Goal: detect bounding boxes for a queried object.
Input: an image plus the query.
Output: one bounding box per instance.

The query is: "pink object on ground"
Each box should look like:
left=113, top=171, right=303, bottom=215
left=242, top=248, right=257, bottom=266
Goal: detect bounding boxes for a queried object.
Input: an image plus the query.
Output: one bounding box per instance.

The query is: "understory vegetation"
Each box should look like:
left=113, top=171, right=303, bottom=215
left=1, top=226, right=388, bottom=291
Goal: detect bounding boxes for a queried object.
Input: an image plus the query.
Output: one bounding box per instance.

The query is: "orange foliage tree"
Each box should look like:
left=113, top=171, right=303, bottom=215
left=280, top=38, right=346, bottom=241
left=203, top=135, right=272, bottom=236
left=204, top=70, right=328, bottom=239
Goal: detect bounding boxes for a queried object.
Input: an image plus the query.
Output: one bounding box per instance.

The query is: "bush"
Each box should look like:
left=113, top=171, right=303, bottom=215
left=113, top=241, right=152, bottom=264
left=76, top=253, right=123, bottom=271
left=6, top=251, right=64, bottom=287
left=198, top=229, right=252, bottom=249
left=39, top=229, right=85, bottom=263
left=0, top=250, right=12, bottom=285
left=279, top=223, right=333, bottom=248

##############################

Write out all of the records once more, exactly.

=== RESPONSE AREA ===
Goal: detect bounding boxes for a queried object.
Input: an image plus the query.
Output: one bounding box per instance.

The query is: "pink object on ground"
Each box should look like:
left=113, top=171, right=303, bottom=215
left=242, top=248, right=257, bottom=266
Goal: detect bounding boxes for a queried object.
Input: an image plus the query.
Output: one bounding box per instance.

The query is: "understory vegetation"
Each box should look like:
left=113, top=171, right=303, bottom=215
left=1, top=226, right=388, bottom=291
Goal: detect bounding boxes for a queried object.
Input: an image plus the query.
Output: one bounding box per instance.

The query is: "orange foliage tree"
Each box should look like:
left=113, top=171, right=303, bottom=215
left=280, top=38, right=346, bottom=241
left=203, top=135, right=272, bottom=236
left=204, top=70, right=328, bottom=239
Goal: detect bounding boxes for a queried object.
Input: an image plus the query.
Output: one bounding box per instance.

The query is: "bush"
Each box should look like:
left=113, top=171, right=303, bottom=215
left=113, top=241, right=152, bottom=264
left=76, top=253, right=123, bottom=271
left=6, top=251, right=64, bottom=287
left=198, top=229, right=252, bottom=249
left=39, top=229, right=85, bottom=263
left=0, top=250, right=12, bottom=285
left=279, top=223, right=333, bottom=248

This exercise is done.